■ **Your goal**
Copy out all the lines of the data precisely, omitting any pictures.

───── Input data ─────

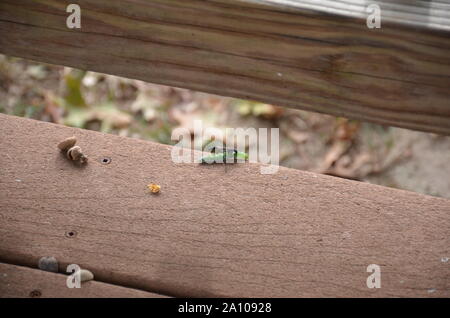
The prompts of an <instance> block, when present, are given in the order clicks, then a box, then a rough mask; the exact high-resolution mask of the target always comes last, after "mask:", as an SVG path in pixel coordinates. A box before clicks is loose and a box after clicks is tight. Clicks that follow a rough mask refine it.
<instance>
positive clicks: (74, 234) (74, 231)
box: [66, 231, 77, 237]
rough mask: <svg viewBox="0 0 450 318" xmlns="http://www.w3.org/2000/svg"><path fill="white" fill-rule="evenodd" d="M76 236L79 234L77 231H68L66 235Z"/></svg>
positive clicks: (71, 236)
mask: <svg viewBox="0 0 450 318" xmlns="http://www.w3.org/2000/svg"><path fill="white" fill-rule="evenodd" d="M75 236H77V232H76V231H67V232H66V237H75Z"/></svg>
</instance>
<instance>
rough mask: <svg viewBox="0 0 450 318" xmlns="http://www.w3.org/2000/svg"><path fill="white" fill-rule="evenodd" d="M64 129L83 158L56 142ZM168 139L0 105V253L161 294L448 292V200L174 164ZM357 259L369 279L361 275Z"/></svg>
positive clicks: (27, 265)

─────

■ **Problem solution**
The prompts of an <instance> block, when present, are given in the order clicks, then a box, then a rough mask; the exact high-resolution mask of the target always comes last, after "mask:", as an SVG path in pixel coordinates. A box before clicks is loose and a box after clicks is tight. Clicks that follow a rough mask refine it.
<instance>
positive clicks: (74, 234) (74, 231)
box: [66, 231, 77, 237]
rough mask: <svg viewBox="0 0 450 318" xmlns="http://www.w3.org/2000/svg"><path fill="white" fill-rule="evenodd" d="M76 236L79 234L77 231H68L66 235Z"/></svg>
positive clicks: (71, 236)
mask: <svg viewBox="0 0 450 318" xmlns="http://www.w3.org/2000/svg"><path fill="white" fill-rule="evenodd" d="M75 236H77V232H76V231H67V232H66V237H75Z"/></svg>
</instance>
<instance>
rough mask: <svg viewBox="0 0 450 318" xmlns="http://www.w3.org/2000/svg"><path fill="white" fill-rule="evenodd" d="M64 129L83 158L56 142ZM168 139L0 105V253L161 294L448 292V200L174 164ZM357 259L369 279L361 275Z"/></svg>
positive clicks: (27, 265)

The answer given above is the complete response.